··· MATERIAL FOR THE TASK ···
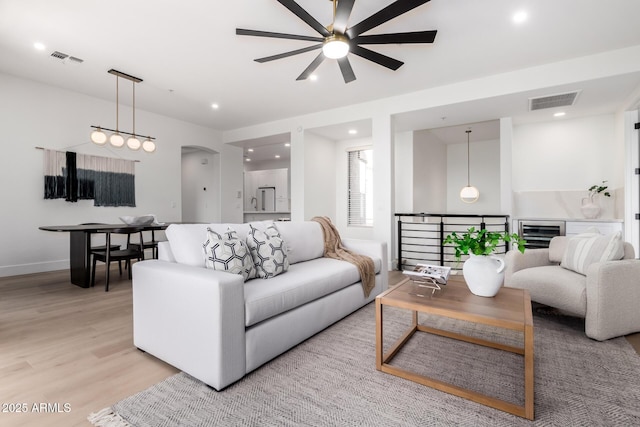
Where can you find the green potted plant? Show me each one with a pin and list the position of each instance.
(483, 271)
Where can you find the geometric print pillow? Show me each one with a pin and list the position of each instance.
(269, 252)
(587, 248)
(227, 252)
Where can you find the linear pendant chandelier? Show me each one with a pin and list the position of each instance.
(469, 194)
(98, 137)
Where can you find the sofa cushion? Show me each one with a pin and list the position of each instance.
(585, 249)
(186, 239)
(227, 252)
(269, 251)
(303, 283)
(305, 240)
(554, 286)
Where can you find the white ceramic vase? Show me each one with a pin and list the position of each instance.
(484, 274)
(590, 208)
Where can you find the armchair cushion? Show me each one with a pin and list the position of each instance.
(585, 249)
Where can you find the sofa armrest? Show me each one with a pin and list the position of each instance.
(192, 318)
(515, 261)
(373, 249)
(613, 292)
(164, 252)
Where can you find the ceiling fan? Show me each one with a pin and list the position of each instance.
(338, 40)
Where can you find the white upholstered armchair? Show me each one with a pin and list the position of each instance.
(571, 276)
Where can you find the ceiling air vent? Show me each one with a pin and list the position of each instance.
(553, 101)
(59, 55)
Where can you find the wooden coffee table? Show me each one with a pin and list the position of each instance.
···
WORK TO BE COMPLETED:
Turn the rows above into a numbered list, leaving out blank lines and the picture.

ANSWER TO THE PROBLEM:
1. Where can you find the green potted plant? Show me each one with a pin and list the position of each instance.
2. (483, 271)
3. Where can you find the geometric print pillow? Show me each one with a pin and list the position of each instance.
4. (269, 252)
5. (587, 248)
6. (227, 252)
7. Where can you find the linear pendant chandelier? Show me each one with a pin and list the position of each instance.
8. (469, 194)
9. (98, 137)
10. Where can you find the sofa cushion? Show me each one with a pin and list the position of each instance.
11. (585, 249)
12. (186, 239)
13. (227, 252)
14. (269, 251)
15. (303, 283)
16. (305, 240)
17. (554, 286)
18. Where can you find the white ceramic vase? Show me each one with a pin and list the position of each instance.
19. (484, 274)
20. (590, 208)
21. Where can you find the armchair cushion? Show me each one with a pin and list the position of each instance.
22. (585, 249)
23. Where can you find the sofa armrest? Show me each one with a pin and list the position of each instance.
24. (192, 318)
25. (515, 261)
26. (373, 249)
27. (613, 292)
28. (164, 252)
29. Where can you find the ceiling fan? Show me each one with a pin and list the position of each instance.
30. (338, 40)
31. Where can you find the white upholstered armchair? Show me each one with a pin and list the position of each instance.
32. (571, 276)
33. Where can you find the ceiling air vent? Show me each one with a pin and list the position of each instance.
34. (553, 101)
35. (59, 55)
36. Where can you find the wooden coffee table? Show me each one with a pin and list the position of each instance.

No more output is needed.